*REQUEST*.
Output the lines below exactly as they appear, only the stretch that opens with the line containing "Accessibility description system: locate the row" and closes with the line containing "top-left (16, 219), bottom-right (400, 299)", both of those lines included.

-- Start of DATA IN THIS EXERCISE --

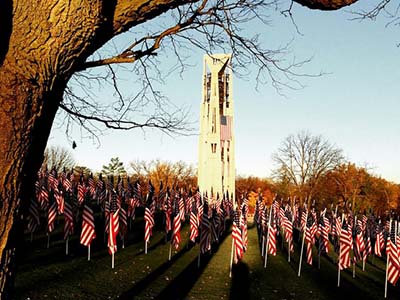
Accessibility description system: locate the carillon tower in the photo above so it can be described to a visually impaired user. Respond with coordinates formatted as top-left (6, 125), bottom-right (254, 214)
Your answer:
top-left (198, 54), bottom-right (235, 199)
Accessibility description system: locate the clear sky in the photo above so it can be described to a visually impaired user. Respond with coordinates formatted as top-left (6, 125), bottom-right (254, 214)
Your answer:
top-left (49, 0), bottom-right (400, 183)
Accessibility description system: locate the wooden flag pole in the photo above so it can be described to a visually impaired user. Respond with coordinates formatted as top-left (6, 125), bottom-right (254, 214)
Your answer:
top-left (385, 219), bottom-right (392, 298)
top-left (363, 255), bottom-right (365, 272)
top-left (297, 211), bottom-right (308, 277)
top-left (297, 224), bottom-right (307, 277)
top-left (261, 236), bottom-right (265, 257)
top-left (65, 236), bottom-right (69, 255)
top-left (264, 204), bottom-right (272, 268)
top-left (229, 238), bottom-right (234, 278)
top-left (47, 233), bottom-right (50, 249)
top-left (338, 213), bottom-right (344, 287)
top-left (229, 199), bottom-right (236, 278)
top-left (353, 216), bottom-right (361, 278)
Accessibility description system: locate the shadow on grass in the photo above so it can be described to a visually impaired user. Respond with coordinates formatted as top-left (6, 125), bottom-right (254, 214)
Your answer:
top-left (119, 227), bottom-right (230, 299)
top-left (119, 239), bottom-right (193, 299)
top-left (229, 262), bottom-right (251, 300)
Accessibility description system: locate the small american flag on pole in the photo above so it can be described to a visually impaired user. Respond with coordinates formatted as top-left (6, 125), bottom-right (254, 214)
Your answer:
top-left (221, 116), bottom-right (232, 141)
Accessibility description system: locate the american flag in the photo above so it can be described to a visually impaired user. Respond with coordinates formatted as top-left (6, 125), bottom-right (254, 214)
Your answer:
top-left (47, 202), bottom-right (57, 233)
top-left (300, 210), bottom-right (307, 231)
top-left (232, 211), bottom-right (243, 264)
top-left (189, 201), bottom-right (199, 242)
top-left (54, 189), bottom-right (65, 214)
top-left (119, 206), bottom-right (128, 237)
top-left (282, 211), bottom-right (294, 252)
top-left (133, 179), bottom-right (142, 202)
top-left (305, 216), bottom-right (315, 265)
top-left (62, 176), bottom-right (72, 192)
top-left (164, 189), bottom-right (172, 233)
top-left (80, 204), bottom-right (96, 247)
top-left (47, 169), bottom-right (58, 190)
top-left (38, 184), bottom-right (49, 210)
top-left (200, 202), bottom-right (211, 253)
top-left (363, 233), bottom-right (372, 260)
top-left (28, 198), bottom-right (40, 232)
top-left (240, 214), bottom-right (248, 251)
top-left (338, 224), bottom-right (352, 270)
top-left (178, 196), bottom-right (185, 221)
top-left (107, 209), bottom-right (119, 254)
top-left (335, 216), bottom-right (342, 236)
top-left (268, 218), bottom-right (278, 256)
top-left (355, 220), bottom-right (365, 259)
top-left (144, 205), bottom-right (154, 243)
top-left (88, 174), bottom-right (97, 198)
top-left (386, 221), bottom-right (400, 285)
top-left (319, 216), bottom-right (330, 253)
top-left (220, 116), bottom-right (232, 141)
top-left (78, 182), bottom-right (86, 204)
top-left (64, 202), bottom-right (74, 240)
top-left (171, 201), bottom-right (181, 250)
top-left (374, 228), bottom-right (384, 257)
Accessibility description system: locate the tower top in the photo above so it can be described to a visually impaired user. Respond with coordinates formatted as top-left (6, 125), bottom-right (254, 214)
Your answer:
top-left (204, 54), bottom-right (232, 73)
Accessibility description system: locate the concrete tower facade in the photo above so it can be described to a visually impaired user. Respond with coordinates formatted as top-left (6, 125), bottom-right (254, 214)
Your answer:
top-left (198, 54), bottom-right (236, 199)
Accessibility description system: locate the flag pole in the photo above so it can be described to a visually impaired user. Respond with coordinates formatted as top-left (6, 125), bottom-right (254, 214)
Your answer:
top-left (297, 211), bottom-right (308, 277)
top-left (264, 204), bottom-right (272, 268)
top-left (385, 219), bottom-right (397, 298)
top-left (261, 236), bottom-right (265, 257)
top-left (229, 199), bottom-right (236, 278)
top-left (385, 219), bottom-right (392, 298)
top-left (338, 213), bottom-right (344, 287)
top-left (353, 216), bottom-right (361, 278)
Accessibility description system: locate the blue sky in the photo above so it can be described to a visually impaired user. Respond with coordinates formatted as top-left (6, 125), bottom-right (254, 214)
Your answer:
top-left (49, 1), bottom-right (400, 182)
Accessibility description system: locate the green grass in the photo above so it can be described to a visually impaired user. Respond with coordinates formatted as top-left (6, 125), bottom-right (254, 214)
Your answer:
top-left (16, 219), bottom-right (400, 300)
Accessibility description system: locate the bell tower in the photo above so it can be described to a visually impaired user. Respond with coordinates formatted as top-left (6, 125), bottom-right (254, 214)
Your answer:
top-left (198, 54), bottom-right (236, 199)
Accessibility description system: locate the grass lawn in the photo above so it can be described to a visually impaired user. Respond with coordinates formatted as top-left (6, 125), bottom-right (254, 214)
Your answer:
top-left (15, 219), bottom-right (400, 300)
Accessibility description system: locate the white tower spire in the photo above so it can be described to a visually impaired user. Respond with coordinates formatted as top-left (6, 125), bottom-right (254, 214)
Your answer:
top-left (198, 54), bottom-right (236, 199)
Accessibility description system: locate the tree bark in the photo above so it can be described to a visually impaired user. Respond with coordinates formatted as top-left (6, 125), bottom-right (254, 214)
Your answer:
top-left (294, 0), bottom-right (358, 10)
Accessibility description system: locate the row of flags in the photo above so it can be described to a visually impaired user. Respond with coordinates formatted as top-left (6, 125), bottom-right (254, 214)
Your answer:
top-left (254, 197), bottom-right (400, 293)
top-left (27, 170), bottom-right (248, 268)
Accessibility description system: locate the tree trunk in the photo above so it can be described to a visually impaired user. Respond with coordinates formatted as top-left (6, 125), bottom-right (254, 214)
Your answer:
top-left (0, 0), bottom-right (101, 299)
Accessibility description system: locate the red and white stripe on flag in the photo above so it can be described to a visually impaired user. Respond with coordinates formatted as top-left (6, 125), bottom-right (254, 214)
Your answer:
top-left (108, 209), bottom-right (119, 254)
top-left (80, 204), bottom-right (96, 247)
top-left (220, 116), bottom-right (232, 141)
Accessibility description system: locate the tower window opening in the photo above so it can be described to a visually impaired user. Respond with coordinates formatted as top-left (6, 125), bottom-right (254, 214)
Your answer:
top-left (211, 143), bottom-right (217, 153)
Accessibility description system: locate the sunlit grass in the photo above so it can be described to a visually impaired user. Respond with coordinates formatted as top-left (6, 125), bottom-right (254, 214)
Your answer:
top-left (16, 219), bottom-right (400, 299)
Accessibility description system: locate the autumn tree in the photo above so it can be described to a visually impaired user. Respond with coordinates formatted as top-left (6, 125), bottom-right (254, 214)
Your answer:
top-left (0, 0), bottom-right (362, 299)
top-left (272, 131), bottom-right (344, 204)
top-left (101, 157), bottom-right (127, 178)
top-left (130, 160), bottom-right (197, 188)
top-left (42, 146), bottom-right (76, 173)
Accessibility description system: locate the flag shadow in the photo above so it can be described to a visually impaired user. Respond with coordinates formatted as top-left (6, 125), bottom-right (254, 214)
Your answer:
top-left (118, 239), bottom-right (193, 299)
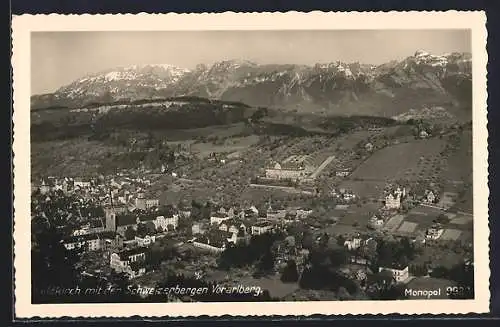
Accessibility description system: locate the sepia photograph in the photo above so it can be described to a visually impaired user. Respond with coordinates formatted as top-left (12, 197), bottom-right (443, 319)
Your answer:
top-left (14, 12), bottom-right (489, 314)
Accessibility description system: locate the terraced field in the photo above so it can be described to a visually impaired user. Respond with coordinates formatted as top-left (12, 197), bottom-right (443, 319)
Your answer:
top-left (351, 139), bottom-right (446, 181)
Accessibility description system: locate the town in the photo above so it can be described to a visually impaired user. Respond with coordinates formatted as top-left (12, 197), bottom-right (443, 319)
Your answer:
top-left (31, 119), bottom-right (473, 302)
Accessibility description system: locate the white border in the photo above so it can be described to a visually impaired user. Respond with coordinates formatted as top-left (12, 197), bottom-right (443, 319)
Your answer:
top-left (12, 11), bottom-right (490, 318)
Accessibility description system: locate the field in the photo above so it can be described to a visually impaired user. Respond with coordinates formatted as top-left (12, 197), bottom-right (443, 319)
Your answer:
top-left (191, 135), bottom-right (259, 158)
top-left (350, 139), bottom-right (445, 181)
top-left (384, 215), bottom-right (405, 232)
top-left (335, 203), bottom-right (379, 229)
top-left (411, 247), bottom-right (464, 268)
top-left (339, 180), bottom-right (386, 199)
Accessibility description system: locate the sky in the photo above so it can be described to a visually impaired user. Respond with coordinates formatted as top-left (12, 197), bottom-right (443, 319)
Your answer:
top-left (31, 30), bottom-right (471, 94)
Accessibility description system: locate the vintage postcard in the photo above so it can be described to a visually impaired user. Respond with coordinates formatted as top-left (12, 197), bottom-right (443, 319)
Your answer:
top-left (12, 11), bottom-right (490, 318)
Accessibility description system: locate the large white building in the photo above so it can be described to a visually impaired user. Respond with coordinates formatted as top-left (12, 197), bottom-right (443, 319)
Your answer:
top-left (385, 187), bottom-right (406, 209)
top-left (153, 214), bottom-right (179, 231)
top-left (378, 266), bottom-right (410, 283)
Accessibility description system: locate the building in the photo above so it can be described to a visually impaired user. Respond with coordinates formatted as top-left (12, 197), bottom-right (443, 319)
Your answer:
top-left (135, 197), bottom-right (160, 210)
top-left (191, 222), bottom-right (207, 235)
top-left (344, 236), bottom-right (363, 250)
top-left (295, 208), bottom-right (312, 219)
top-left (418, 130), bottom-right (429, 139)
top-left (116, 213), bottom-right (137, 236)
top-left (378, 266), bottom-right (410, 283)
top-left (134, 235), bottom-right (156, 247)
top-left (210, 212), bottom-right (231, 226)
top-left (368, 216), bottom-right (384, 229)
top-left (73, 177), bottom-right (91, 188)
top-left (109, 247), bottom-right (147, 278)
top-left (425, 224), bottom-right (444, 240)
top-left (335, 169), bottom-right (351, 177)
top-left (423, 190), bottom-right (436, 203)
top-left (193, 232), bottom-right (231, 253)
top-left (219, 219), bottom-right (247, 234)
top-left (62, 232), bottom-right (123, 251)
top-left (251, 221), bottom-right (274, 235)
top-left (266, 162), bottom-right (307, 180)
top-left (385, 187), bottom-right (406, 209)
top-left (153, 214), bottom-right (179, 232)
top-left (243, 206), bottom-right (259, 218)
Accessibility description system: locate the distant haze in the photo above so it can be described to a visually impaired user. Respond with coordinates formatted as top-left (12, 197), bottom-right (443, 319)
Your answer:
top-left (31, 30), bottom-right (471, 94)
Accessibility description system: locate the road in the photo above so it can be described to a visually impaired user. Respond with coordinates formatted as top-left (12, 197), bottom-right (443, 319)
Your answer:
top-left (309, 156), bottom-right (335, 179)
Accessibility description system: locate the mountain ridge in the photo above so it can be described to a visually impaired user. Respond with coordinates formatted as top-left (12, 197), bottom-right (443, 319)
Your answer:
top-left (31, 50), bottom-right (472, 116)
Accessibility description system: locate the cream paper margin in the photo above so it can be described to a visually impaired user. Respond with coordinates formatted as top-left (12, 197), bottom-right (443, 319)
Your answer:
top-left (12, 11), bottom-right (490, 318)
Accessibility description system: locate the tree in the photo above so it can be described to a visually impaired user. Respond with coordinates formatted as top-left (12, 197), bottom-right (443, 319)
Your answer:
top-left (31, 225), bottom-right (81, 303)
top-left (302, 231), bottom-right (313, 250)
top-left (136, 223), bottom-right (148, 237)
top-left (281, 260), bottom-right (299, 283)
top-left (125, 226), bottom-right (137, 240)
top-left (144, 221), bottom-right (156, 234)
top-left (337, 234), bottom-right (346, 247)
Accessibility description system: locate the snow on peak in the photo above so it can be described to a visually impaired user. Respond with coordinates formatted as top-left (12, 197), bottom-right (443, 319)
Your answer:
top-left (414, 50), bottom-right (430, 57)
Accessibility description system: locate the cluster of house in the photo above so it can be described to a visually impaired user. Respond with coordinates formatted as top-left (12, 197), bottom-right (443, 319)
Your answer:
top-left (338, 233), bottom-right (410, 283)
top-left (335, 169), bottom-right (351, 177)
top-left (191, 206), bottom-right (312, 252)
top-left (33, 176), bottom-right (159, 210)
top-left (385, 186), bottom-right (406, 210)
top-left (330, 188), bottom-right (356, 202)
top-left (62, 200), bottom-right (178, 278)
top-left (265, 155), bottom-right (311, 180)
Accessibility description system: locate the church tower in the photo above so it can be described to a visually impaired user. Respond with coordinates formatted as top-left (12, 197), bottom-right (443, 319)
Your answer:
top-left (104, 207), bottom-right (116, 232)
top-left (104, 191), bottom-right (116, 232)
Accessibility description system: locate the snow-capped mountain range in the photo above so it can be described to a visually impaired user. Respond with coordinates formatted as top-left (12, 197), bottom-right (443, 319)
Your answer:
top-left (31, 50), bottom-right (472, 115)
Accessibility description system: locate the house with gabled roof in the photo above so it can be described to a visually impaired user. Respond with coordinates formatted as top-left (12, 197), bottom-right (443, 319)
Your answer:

-- End of DATA IN THIS EXERCISE --

*COMPLETED EXERCISE*.
Accessibility description system: locate the row of flags in the photo above so it can be described to a visually impaired user. Respond with coordinates formatted as top-left (6, 125), bottom-right (254, 214)
Your answer:
top-left (254, 197), bottom-right (400, 293)
top-left (27, 170), bottom-right (248, 268)
Accessibility description system: locate the tree trunk in the photo above so it can be described to a visually impaired user. Respond with coordinates formatted as top-left (6, 125), bottom-right (254, 214)
Your answer:
top-left (0, 0), bottom-right (101, 299)
Accessibility description system: locate the red and white stripe on flag in the photo above so it can be described to a visually impaired user. Respond with coordinates formatted as top-left (6, 125), bottom-right (254, 214)
Your answer:
top-left (108, 209), bottom-right (119, 254)
top-left (80, 204), bottom-right (96, 247)
top-left (220, 116), bottom-right (232, 141)
Accessibility description system: locate the tower window opening in the photo above so it can be described to a visually impaired user. Respond with coordinates formatted as top-left (6, 125), bottom-right (254, 214)
Your answer:
top-left (211, 143), bottom-right (217, 153)
Accessibility description system: locate the sunlit grass in the photo above so it can be described to a visually impaired user. Respond with coordinates formatted as top-left (6, 125), bottom-right (254, 214)
Your answer:
top-left (16, 219), bottom-right (400, 299)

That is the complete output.